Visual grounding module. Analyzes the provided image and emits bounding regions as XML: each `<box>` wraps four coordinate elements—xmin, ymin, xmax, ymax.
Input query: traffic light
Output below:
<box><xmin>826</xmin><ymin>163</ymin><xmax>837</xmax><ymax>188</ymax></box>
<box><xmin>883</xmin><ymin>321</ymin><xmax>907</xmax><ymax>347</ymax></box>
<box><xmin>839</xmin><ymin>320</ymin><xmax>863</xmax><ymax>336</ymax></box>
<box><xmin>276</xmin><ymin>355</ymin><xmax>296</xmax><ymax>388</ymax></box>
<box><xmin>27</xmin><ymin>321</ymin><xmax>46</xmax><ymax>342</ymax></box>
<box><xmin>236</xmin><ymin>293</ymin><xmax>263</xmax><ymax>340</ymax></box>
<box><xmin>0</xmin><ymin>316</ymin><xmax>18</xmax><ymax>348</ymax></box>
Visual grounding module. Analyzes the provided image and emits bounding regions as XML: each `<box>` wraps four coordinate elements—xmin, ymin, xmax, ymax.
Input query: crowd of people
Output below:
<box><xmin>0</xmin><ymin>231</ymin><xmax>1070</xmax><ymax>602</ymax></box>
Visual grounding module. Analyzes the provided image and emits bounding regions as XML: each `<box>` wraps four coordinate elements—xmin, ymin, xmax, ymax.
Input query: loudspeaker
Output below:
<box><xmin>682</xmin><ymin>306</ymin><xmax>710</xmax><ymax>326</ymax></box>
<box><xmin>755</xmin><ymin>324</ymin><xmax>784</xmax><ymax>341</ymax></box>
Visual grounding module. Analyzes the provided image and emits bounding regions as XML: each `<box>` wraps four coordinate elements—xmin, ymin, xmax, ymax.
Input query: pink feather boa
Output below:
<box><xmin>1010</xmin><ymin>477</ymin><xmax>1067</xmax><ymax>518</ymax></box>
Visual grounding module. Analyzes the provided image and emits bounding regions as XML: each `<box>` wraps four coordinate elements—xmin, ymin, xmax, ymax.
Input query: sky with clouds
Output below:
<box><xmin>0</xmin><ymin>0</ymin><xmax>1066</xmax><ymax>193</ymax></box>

:: Activity ::
Transcribe all the entries, keeping each one exactly as it is.

:: Your solution ::
Visual grounding module. Analyzes the provided image and emits bounding regions as XML: each `<box>` wraps four coordinate elements—xmin, ymin, xmax, ymax.
Input query: traffic light
Output below:
<box><xmin>826</xmin><ymin>163</ymin><xmax>837</xmax><ymax>188</ymax></box>
<box><xmin>883</xmin><ymin>321</ymin><xmax>907</xmax><ymax>347</ymax></box>
<box><xmin>839</xmin><ymin>320</ymin><xmax>863</xmax><ymax>336</ymax></box>
<box><xmin>276</xmin><ymin>355</ymin><xmax>296</xmax><ymax>388</ymax></box>
<box><xmin>27</xmin><ymin>321</ymin><xmax>46</xmax><ymax>342</ymax></box>
<box><xmin>236</xmin><ymin>293</ymin><xmax>263</xmax><ymax>340</ymax></box>
<box><xmin>0</xmin><ymin>316</ymin><xmax>18</xmax><ymax>348</ymax></box>
Visual grounding module. Analyzes the provided image and emits bounding regions as XML: each `<box>` wraps four coordinate elements—xmin, ymin, xmax, ymax.
Input query: crowd of people
Output below:
<box><xmin>0</xmin><ymin>231</ymin><xmax>1070</xmax><ymax>602</ymax></box>
Visual grounding module. Analyzes the provided image and emits bounding regions as XML: each `<box>` wraps four coordinate elements—xmin, ymin, xmax, ymax.
Input query: loudspeaker
Output below:
<box><xmin>682</xmin><ymin>306</ymin><xmax>710</xmax><ymax>326</ymax></box>
<box><xmin>755</xmin><ymin>324</ymin><xmax>784</xmax><ymax>341</ymax></box>
Visual grounding module. Analyzes the provided image and emits bounding regions as XML: each `<box>` wraps four coordinate elements—xmin, ymin, xmax, ymax.
Input query: pink feather boa
Output below:
<box><xmin>1010</xmin><ymin>477</ymin><xmax>1067</xmax><ymax>518</ymax></box>
Visual grounding module. Analyzes the provided image and emits bounding regions as XML: each `<box>` wraps four coordinate elements—xmin, ymin, xmax, ymax.
Input query: sky with clouds
Output below:
<box><xmin>0</xmin><ymin>0</ymin><xmax>1066</xmax><ymax>193</ymax></box>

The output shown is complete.